**DOCUMENT EXCERPT**
The dual-sensor AE localization method’s verification tests were conducted for four connection forms shown in Figure 4. Two AE sensors were arranged on the surface of waveguide rods during the test, located 2 cm below prestressed steel tendons PT-1 and PT-2, respectively. The PLB was used as the artificial damage source to stimulate AE waves.^36,37 An HB pencil with a length of 2.5 mm and a diameter of 0.5 mm was used for the test, and the PLB point was located on the prestressed steel tendons behind the anchorage, and the lead was broken three times for each steel tendon, as shown in Figure 6.

Figure 6.

Schematic of test setup.

Figure 7 shows the waveforms of PLB signals collected from four prestressed steel tendons. The fluctuations are relatively consistent, and the amplitudes of each PLB signal are close to each other by analyzing the waveforms of the acquired PLB signals. Therefore, the PLB signals can be considered to have good repeatability.

Figure 7.

The PLB signals waveforms.

Experimental results

Positioning results under rebar welding

Localization with TDOA of head wave

The measurement of the arrival time of AE signals is the basis for AE damage source localization. The head wave of AE signals is the P-wave. Due to the most accurate pickup of the P-wave arrival time in measured signals, the TDOA of the P-wave is used to locate damaged steel tendons to verify the feasibility of the proposed localization method.^37,38ΔT = T_H2 − T_H1 is the head wave TDOA. T_H1 is the head wave arrival time captured with Sensor-1, and T_H2 is the head wave arrival time captured with Sensor-2. The time when the waveform of the AE signal started to increase significantly as the head wave arrival time was manually selected.

**DATASET ENTRIES**
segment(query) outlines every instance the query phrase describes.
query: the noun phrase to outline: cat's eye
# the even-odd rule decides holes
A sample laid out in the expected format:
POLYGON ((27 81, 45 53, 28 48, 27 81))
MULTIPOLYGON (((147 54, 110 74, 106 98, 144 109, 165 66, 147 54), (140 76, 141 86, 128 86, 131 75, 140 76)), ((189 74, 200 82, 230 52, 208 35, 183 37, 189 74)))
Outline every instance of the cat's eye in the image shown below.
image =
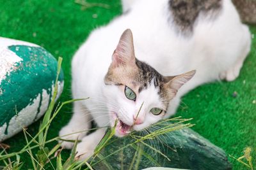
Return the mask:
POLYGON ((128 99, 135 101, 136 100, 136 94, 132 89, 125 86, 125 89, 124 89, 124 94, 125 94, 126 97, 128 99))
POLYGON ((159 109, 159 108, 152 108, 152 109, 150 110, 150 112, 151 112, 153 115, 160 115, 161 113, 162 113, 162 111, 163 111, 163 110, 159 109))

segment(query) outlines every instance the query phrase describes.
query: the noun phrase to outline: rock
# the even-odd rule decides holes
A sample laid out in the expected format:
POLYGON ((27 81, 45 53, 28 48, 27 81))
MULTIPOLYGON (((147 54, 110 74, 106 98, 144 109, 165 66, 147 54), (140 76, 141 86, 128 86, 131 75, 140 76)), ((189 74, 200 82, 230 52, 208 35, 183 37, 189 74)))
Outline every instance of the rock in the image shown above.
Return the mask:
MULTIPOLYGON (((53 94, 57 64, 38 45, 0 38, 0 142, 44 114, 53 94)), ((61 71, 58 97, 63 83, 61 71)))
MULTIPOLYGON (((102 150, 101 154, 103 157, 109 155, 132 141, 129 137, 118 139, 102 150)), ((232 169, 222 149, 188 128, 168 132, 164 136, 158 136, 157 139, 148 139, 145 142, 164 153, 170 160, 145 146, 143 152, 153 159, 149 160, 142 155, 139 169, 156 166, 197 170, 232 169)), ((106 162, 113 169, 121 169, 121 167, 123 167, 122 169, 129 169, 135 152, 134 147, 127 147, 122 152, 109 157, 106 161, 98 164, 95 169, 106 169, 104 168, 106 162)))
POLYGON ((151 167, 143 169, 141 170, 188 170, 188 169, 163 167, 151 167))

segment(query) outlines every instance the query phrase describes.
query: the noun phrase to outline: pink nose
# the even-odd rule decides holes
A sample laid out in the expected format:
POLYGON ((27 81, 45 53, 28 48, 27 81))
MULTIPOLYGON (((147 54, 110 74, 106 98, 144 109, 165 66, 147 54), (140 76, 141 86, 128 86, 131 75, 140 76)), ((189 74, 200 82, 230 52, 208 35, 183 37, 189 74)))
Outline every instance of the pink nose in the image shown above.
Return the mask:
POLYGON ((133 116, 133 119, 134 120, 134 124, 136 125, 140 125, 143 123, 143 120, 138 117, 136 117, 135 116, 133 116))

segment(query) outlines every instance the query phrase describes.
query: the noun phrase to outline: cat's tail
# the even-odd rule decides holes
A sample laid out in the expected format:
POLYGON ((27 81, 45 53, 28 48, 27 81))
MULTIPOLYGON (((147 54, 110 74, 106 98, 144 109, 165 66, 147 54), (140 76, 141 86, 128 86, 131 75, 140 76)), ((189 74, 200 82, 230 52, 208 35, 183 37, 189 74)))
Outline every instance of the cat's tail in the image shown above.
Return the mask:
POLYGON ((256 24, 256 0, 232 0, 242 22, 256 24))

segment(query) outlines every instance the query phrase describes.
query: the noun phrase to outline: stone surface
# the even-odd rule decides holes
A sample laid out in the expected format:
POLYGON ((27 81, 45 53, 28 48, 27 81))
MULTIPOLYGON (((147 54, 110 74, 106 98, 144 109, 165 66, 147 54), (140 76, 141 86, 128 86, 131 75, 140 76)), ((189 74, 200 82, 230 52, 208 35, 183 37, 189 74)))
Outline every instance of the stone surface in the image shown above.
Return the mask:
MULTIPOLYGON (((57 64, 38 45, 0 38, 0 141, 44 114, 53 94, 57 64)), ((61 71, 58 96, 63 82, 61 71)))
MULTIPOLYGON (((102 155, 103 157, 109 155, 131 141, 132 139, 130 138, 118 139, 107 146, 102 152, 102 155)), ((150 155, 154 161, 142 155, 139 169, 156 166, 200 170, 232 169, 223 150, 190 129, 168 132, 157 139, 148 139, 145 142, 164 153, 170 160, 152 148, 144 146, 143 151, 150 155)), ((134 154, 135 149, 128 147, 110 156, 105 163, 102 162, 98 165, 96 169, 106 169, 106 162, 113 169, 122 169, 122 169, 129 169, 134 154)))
==
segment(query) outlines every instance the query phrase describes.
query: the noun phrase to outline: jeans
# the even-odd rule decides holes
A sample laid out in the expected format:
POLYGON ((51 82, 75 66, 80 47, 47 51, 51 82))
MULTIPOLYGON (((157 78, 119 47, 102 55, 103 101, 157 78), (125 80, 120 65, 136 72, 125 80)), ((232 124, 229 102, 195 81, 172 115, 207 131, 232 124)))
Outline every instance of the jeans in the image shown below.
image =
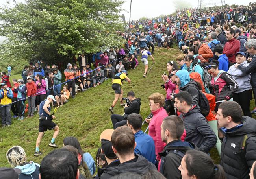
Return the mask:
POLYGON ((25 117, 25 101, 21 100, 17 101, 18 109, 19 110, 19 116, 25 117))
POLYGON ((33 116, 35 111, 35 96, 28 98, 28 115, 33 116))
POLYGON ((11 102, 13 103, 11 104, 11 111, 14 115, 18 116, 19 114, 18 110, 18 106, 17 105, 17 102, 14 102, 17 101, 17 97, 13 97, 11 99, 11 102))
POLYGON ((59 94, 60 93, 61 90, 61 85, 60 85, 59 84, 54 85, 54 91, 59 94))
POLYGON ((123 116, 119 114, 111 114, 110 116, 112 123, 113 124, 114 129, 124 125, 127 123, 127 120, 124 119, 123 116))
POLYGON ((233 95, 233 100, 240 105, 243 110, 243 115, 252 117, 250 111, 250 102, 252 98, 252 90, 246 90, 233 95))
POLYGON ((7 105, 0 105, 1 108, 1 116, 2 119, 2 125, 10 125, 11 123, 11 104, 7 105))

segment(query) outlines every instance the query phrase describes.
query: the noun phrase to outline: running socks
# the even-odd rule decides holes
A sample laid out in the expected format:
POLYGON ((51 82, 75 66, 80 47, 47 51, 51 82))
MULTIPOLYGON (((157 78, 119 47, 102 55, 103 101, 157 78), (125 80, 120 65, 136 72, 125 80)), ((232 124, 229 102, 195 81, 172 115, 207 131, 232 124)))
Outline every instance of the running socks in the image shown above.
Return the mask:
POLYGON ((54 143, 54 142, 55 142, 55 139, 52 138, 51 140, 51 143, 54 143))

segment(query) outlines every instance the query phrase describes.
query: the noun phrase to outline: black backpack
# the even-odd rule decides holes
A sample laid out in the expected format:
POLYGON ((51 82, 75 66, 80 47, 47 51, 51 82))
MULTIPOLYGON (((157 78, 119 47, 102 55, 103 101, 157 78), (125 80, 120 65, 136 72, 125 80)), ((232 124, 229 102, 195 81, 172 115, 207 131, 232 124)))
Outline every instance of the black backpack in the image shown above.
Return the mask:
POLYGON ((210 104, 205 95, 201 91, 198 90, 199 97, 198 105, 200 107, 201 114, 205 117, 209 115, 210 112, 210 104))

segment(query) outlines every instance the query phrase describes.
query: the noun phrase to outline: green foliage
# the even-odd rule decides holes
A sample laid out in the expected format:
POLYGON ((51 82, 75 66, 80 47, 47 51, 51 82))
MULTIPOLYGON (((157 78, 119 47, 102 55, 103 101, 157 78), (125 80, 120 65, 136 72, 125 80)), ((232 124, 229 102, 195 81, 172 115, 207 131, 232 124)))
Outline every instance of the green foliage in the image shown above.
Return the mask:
==
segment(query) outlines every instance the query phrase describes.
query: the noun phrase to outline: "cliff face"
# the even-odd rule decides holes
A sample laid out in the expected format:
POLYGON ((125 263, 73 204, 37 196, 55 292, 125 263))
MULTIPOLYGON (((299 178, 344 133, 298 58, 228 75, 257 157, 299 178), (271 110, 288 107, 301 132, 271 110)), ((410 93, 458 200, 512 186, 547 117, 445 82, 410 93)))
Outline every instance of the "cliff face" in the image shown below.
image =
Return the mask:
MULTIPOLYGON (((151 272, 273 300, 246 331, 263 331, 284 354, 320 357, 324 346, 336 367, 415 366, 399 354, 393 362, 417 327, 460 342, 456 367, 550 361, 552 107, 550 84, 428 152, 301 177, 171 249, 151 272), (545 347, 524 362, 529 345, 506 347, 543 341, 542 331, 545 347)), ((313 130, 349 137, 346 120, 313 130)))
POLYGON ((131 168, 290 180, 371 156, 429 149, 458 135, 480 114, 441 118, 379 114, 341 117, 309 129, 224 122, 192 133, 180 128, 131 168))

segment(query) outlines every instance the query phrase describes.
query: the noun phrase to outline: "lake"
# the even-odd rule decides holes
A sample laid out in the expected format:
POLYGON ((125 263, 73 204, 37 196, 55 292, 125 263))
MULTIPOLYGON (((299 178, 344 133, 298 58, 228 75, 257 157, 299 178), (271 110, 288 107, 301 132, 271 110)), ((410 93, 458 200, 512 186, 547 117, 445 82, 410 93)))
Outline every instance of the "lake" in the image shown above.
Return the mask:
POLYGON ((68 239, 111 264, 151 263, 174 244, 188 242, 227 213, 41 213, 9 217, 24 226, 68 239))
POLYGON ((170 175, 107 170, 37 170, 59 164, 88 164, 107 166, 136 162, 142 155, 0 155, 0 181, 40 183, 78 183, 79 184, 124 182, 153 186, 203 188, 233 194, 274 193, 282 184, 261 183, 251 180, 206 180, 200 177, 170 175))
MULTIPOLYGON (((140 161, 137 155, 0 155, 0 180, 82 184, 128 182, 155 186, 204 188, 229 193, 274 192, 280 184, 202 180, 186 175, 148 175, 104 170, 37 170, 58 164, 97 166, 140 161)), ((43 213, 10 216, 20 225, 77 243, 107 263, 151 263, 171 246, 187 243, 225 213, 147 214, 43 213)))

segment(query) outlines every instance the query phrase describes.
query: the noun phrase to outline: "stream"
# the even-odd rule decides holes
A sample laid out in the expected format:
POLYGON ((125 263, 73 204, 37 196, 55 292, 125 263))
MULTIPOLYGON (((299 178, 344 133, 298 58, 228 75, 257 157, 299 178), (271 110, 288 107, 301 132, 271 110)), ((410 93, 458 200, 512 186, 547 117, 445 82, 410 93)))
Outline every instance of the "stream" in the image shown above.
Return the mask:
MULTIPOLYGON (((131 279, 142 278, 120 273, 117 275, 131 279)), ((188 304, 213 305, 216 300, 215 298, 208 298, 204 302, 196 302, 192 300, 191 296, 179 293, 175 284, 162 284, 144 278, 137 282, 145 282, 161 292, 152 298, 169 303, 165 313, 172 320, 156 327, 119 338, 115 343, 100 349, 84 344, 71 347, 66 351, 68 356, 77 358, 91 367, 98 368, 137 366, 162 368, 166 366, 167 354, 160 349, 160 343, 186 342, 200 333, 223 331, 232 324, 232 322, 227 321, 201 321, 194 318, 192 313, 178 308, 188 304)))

**REQUESTS**
(1) Answer these questions using the excerpt on acoustic emission localization, giving each answer on its own line marked (a), (b), or (c).
(a) How far below prestressed steel tendons PT-1 and PT-2 were the two AE sensors placed?
(b) How many times was the lead broken for each steel tendon?
(c) Which wave is the head wave of AE signals?
(2) Transcribe a passage from the excerpt on acoustic emission localization. Begin at the words "Schematic of test" and stop after the words "PLB signals waveforms.".
(3) Pick up the excerpt on acoustic emission localization where it stops, and continue it in the same technical style.

**ANSWERS FOR THE EXERCISE**
(1)
(a) 2 cm below the tendons.
(b) Three times.
(c) The P-wave.

(2)
Schematic of test setup.

Figure 7 shows the waveforms of PLB signals collected from four prestressed steel tendons. The fluctuations are relatively consistent, and the amplitudes of each PLB signal are close to each other by analyzing the waveforms of the acquired PLB signals. Therefore, the PLB signals can be considered to have good repeatability.

Figure 7.

The PLB signals waveforms.

(3)
The velocity of the P-wave is typically 5880 m/s in steel. The measured lengths for waveguide rods are 450 mm for d₁, 1100 mm for d₂, and 1000 mm for d₃. Based on Equations (6) and (7), the theoretical values ΔT₁₄ and ΔT₂₃ at the demarcation point are 0.255 and −0.255 ms, respectively. The TDOA of head waves for different damaged prestressed steel tendons are different, and the measured values are easily affected by steel type and ambient temperature. As shown in Table 2, for the prestressed steel tendon PT-1, PT-2, PT-3, and PT-4, the measured TDOA ΔT₁, ΔT₂, ΔT₃, and ΔT₄ are 0.366, −0.362, −0.209, and 0.218 ms, respectively. Figure 8 shows the localization results of four damaged prestressed steel tendons using the TDOA of head waves. The measured mean values ΔT₁₄ of 0.292 ms and ΔT₂₃ of −0.292 ms are taken as demarcation points for determining the damaged steel tendon. Measured values are close to the theoretical values. When head waves TDOA of damaged signal meets 0.292 ms < ΔT, PT-1 is damaged; similarly, when ΔT < −0.292 ms, PT-2 is damaged; when −0.292 ms < ΔT < 0, damage occurs in PT-3; PT-4 is damaged, when 0 < ΔT < 0.292 ms.

Table 2.

Measured values of the head waves TDOA.

Prestressed steel tendon	T _H1 (ms)	T _H2 (ms)	ΔT (ms)	Demarcation point
Prestressed steel tendon	T _H1 (ms)	T _H2 (ms)	ΔT (ms)	Measured value (ms)	Theoretical value (ms)
PT-1	0.098	0.464	0.366	±0.292	±0.255
PT-2	0.455	0.093	−0.362
PT-3	0.309	0.100	−0.209
PT-4	0.098	0.316	0.218

TDOA: time difference of arrival.

Figure 8.

Localization results using the TDOA of head waves: (a) PT-1, (b) PT-2, (c) PT-4, and (d) PT-3.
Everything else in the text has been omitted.